§ Exercise objective:
Line by line, reproduce the material below exactly.

§ Data for the task:
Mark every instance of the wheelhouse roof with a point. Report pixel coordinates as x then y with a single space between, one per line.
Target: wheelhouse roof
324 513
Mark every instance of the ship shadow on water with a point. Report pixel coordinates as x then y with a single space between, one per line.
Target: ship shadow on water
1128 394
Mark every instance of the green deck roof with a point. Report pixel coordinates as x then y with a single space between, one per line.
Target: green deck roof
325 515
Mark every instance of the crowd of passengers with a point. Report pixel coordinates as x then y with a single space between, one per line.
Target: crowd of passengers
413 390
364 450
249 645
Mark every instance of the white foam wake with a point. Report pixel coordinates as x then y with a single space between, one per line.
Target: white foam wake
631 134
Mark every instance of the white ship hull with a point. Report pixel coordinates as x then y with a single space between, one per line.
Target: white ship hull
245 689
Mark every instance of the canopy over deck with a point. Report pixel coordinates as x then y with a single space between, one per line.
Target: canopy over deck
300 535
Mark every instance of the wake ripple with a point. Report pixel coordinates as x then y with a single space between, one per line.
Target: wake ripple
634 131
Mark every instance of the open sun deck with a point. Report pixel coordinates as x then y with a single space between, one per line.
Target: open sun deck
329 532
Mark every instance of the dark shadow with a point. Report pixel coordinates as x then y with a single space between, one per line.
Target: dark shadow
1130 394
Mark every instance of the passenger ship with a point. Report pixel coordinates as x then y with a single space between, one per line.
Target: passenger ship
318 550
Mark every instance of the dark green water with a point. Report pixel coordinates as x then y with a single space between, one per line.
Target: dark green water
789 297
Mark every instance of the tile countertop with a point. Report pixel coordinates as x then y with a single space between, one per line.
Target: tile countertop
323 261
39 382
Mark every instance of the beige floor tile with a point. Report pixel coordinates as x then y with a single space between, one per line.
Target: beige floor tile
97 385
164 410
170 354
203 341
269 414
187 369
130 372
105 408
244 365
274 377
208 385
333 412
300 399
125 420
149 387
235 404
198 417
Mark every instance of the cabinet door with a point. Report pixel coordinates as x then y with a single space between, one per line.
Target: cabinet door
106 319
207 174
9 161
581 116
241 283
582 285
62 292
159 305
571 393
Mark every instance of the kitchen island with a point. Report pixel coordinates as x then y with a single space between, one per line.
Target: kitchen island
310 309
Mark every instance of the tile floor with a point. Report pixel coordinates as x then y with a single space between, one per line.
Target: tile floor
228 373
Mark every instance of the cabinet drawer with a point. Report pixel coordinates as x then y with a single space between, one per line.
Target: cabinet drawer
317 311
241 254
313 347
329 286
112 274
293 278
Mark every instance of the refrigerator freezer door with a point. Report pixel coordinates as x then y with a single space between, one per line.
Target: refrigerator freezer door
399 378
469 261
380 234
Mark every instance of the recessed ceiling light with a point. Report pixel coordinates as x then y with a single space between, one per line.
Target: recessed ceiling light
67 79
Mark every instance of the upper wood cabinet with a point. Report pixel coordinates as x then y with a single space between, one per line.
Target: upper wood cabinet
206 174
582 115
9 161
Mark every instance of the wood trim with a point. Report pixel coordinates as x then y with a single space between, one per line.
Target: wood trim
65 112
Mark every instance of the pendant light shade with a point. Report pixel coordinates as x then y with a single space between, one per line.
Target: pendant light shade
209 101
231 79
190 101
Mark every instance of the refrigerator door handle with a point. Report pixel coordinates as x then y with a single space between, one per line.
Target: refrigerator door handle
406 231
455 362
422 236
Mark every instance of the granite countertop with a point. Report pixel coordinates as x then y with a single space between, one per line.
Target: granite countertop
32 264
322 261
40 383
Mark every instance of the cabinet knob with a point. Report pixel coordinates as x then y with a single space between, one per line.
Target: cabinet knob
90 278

§ The answer:
Mark every instance of the wheelhouse roof with a point. Report pixel coordinates as x then y with a single space between, one per line.
Target: wheelhouse roof
324 513
Mark every instance of the ship shadow on water with a point. Report pixel coordinates as x then y with a single space between, one per line.
Target: ship shadow on water
1128 394
Mark every instance of the green deck roof with a point. Report pixel coordinates as x then y with a single space between, one per line.
Target: green deck roof
325 515
Mark every instance of the crowd of passengers with a point. Report pixel coordinates as x then y with a single space between, one per line.
Target: crowd of passengers
413 390
364 450
249 645
Mark every instance of the white foam wake with a point. Report pixel coordinates as x then y with a single space between, one per line.
Target: white foam wake
631 134
Mark every instance of the white ship hull with a point. Report pixel coordinates as x then y with a single space between, one per line.
Target: white ship hull
245 689
Mark every instance of the canopy over deck with a point. Report pixel coordinates as x then y with a single space between, one per line.
Target: canopy over deck
300 535
Mark every instance of the wake ripple with a point. Report pixel coordinates as x then y with a single space between, one per line.
Target: wake ripple
634 131
Mark every instance of the open sun deck with a point. Report pixel coordinates as x then y with a single space between, one per line.
Target: open sun deck
329 532
Mark every instance of the dark shadow with a point. Report pixel coordinates as x then y with a single space between, one per line.
Target: dark shadow
1130 394
Mark every instance of the passenger ship with a point. Report pixel coordinates as x then y with a single space between, one per line.
Target: passenger ship
318 550
Mark every instance of the dark green water with a point. Report pixel coordinates as x then y with a single space between, one per line.
Target: dark green water
789 297
Mark every instance of the tile countertop with a point. Report pixel coordinates as x then y with a single space between, one per line.
Target: tile countertop
323 261
39 382
Mark every instance of the beige floor tile with a point. Report pixel coordinates as x then y with a single space between, one per line.
Target: beige floor tile
97 385
164 410
170 354
203 341
269 414
187 369
130 372
105 408
244 365
274 377
208 385
333 412
300 399
125 420
149 387
235 404
198 417
Mark every instance of the cabinet door with a point. Report pixel coordinates as x then y with a single space between, one per line.
Target: cabinet door
106 319
207 174
9 161
581 116
241 283
582 285
62 292
159 305
571 393
Mark every instance of the kitchen island with a point. Report pixel coordinates as x then y with a single space between, one per line.
Target: kitchen island
310 309
Mark every instance of the tile floor with a point. Report pixel coordinates as x then y with a single space between, one per line.
Target: tile floor
228 373
Mark every instance of the cabinet drawer with a point. Report pixel coordinates as x then y with a single space between, one per line.
Target: cabinet drawer
317 311
241 254
313 347
329 286
112 274
293 278
Mark every instance of the refrigerator freezer door with a point. Report pixel coordinates as x then y with a single space between, one per line.
Target: refrigerator freezer door
399 378
469 261
380 234
Mark every instance of the recessed ceiling light with a point. Report pixel coordinates as x then y with a single space between, one per line.
Target: recessed ceiling light
67 79
Mark every instance of the upper wood cabinet with a point. Report pixel coordinates as x then y with a single space between, one per line.
Target: upper wood cabinet
206 174
582 115
9 161
Mark every instance of the wood trim with a point. Report pixel coordinates as x then y with a single space between, one per line.
Target: wood trim
65 112
Mark every instance of the pendant light shade with a point. Report pixel coordinates as x then y with a single space between, one per line.
Target: pendant light shade
209 101
231 79
190 101
Mark every instance of the refrigerator door handle with a point. Report pixel coordinates as x then y with a single space between, one per line.
Target: refrigerator door handle
406 231
455 362
422 236
Mark every instance of the granite countertop with a point. Report pixel coordinates as x then y with a single space between, one per line.
Target: granite countertop
32 264
322 261
40 383
Mark every instance of the cabinet knob with a point. Report pixel coordinates as x then y with a single space between, one per line.
Target: cabinet knob
90 278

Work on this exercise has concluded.